— Start DATASET CONTENT —

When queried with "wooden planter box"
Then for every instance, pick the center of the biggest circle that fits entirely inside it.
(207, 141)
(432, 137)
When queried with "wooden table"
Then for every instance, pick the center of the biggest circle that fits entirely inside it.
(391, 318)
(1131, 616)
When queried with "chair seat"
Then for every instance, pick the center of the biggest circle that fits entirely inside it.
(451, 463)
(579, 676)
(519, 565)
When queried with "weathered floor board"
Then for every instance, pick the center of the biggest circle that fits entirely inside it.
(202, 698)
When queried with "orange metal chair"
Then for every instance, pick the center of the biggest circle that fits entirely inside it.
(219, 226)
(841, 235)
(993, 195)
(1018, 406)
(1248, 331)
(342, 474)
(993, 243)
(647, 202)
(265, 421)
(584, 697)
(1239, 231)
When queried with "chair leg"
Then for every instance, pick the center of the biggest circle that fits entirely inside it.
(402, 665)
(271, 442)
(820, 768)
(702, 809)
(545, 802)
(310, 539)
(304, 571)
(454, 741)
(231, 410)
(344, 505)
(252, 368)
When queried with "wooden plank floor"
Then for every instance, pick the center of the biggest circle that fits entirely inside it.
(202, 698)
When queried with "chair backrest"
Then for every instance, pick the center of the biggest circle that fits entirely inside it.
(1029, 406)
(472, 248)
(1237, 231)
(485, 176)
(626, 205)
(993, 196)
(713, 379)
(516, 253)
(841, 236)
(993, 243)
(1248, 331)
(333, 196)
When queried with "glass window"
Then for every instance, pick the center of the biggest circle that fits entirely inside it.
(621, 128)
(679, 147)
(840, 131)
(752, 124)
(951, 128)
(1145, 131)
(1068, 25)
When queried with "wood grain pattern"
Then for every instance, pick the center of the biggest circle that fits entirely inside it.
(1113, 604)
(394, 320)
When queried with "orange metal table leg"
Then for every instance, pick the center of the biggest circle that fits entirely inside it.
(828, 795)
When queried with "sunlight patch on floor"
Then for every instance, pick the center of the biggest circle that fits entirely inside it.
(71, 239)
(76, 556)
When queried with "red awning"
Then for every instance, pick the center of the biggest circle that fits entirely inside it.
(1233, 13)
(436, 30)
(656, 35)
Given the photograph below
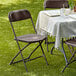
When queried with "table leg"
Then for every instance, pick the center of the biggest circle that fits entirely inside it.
(64, 51)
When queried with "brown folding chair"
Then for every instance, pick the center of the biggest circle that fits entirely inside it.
(71, 43)
(54, 4)
(16, 16)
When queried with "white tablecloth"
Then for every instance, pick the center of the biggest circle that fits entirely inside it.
(48, 22)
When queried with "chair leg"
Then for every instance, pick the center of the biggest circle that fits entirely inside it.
(18, 52)
(23, 62)
(43, 53)
(14, 58)
(52, 50)
(46, 42)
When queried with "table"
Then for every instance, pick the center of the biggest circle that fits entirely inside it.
(50, 22)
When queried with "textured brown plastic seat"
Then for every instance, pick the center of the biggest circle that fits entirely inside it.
(55, 4)
(19, 15)
(71, 43)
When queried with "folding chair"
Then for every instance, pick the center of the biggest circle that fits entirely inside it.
(19, 15)
(71, 43)
(54, 4)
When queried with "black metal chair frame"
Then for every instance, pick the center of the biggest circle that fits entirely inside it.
(45, 6)
(23, 15)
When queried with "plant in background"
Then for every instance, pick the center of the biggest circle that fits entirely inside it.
(71, 4)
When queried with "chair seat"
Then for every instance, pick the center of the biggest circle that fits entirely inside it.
(71, 42)
(30, 38)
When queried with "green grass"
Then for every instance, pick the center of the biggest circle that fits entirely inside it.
(8, 47)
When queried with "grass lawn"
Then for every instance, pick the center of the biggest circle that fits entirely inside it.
(8, 47)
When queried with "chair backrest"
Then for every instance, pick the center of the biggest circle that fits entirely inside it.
(19, 15)
(55, 4)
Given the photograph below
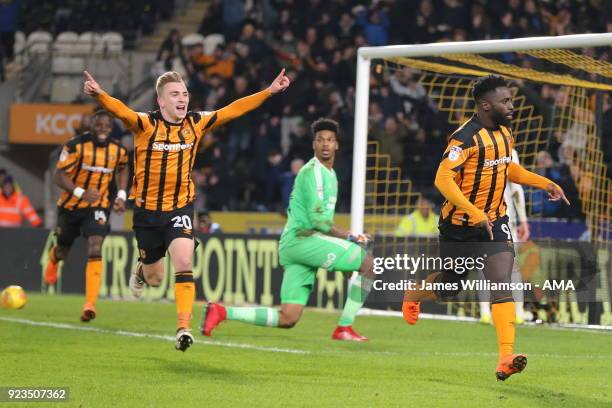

— End DATASET CONTENT —

Arrange every line of the entries above as a Markdown table with the columns "Row" and "Line", numbering each row and skipping blank lines. Leave the pictures out.

ANSWER BELOW:
| Row | Line |
|---|---|
| 1 | When queried with "wooden planter box" |
| 2 | Then for every instance, pick the center of the biggest circle that fits entirely inside it. |
| 3 | (207, 141) |
| 4 | (432, 137) |
| 5 | When queried with "wooden table" |
| 6 | Then for every instance, pick the center of the biggest circle that fits entirely inside it. |
| 7 | (391, 318) |
| 8 | (1131, 616) |
| 9 | When queried with "chair seat" |
| 10 | Then for every instance, pick the center of the biggest circle that fits entirely inside it. |
| 11 | (451, 463) |
| 12 | (579, 676) |
| 13 | (519, 565) |
| 14 | When queried with "weathered floor board" |
| 15 | Then for every instance, pick the center of the biggest circle that fits entirely inside it. |
| 16 | (202, 698) |
| 17 | When queried with "orange metal chair" |
| 18 | Then for every instance, pick the center of the biggest circle that fits entirely inside it. |
| 19 | (219, 226) |
| 20 | (841, 235) |
| 21 | (993, 195) |
| 22 | (1018, 406) |
| 23 | (1248, 331) |
| 24 | (342, 474) |
| 25 | (993, 243) |
| 26 | (647, 202) |
| 27 | (265, 421) |
| 28 | (584, 697) |
| 29 | (1239, 231) |
| 30 | When queried with "chair leg" |
| 31 | Then for every instance, pick the center of the biggest circle that fits entirely inside it. |
| 32 | (402, 665) |
| 33 | (271, 442) |
| 34 | (820, 768) |
| 35 | (702, 809) |
| 36 | (545, 802) |
| 37 | (310, 539) |
| 38 | (304, 571) |
| 39 | (454, 741) |
| 40 | (231, 410) |
| 41 | (344, 505) |
| 42 | (252, 368) |
| 43 | When queried with "wooden plank floor" |
| 44 | Then for every instance, pick the center of the biggest circle that fits entirely inside it. |
| 45 | (202, 698) |
| 46 | When queried with "chair backrest" |
| 47 | Then for every instance, pick the center of the biggest circle that fits entirely inside it. |
| 48 | (1029, 406) |
| 49 | (472, 248) |
| 50 | (1237, 231) |
| 51 | (485, 176) |
| 52 | (626, 205) |
| 53 | (993, 196) |
| 54 | (713, 379) |
| 55 | (516, 253) |
| 56 | (841, 236) |
| 57 | (993, 243) |
| 58 | (1248, 331) |
| 59 | (333, 196) |
| 60 | When queried with "glass window" |
| 61 | Then for every instance, pick the center of the biggest circle that fits entirely inside it. |
| 62 | (621, 128) |
| 63 | (679, 147) |
| 64 | (840, 131) |
| 65 | (752, 124) |
| 66 | (951, 128) |
| 67 | (1145, 131) |
| 68 | (1068, 25) |
| 69 | When queried with "wood grain pattern" |
| 70 | Then for every instance, pick the center of the biggest circle that fits entirely inside it. |
| 71 | (1113, 604) |
| 72 | (394, 320) |
| 73 | When queried with "orange metal table leg" |
| 74 | Then for every instance, pick the center of the biggest circle that fits entirely inside it. |
| 75 | (828, 795) |
| 76 | When queried with "sunlight patch on floor" |
| 77 | Then for every instance, pick the center of the biggest circle that fits entirely inside it. |
| 78 | (71, 239) |
| 79 | (76, 556) |
| 80 | When queried with "red awning" |
| 81 | Then for every instance, pick the center of the biggest circle that fits entirely inside it. |
| 82 | (1233, 13) |
| 83 | (436, 30) |
| 84 | (656, 35) |
| 85 | Given the photograph below |
| 86 | When queried with "table leg" |
| 87 | Then for every instance, pick the center of the biggest circle that fits entirely inside it. |
| 88 | (64, 51) |
| 89 | When queried with "brown folding chair" |
| 90 | Then for every instance, pick the center of the biggest circle that fits entirely inside it. |
| 91 | (71, 43) |
| 92 | (54, 4) |
| 93 | (16, 16) |
| 94 | When queried with "white tablecloth" |
| 95 | Then for every instance, pick the center of the biggest circle that fits entirely inside it. |
| 96 | (48, 22) |
| 97 | When queried with "chair leg" |
| 98 | Then for every instance, pick the center of the biggest circle that fits entirely inside it. |
| 99 | (18, 52) |
| 100 | (23, 62) |
| 101 | (43, 53) |
| 102 | (14, 58) |
| 103 | (52, 50) |
| 104 | (46, 42) |
| 105 | When queried with "table" |
| 106 | Then for every instance, pick the center of the biggest circle that fits entirely inside it. |
| 107 | (50, 22) |
| 108 | When queried with "textured brown plastic seat" |
| 109 | Then for every instance, pick the center of the biggest circle that fits entirely inside it. |
| 110 | (55, 4) |
| 111 | (19, 15) |
| 112 | (71, 43) |
| 113 | When queried with "folding chair" |
| 114 | Then for every instance, pick the center of the biggest circle that fits entirely inside it. |
| 115 | (19, 15) |
| 116 | (71, 43) |
| 117 | (54, 4) |
| 118 | When queried with "black metal chair frame" |
| 119 | Then for every instance, pick the center of the biggest circle that fits entirely inside it. |
| 120 | (45, 6) |
| 121 | (23, 15) |
| 122 | When queried with "plant in background" |
| 123 | Then for every instance, pick the center of the biggest circle that fits entirely inside it. |
| 124 | (71, 4) |
| 125 | When queried with "chair seat" |
| 126 | Then for every instance, pick the center of the biggest circle that fits entirely inside it. |
| 127 | (71, 42) |
| 128 | (30, 38) |
| 129 | When queried with "green grass" |
| 130 | Then for every instance, pick the center of the biggest circle that fits entirely inside it. |
| 131 | (8, 47) |
| 132 | When queried with "grass lawn" |
| 133 | Then for every instance, pick the center of the biggest circle that fits entirely inside it. |
| 134 | (8, 47) |
| 135 | When queried with "chair backrest" |
| 136 | Then for every instance, pick the center of the biggest circle that fits entirely inside it. |
| 137 | (19, 15) |
| 138 | (55, 4) |
| 139 | Given the photograph below |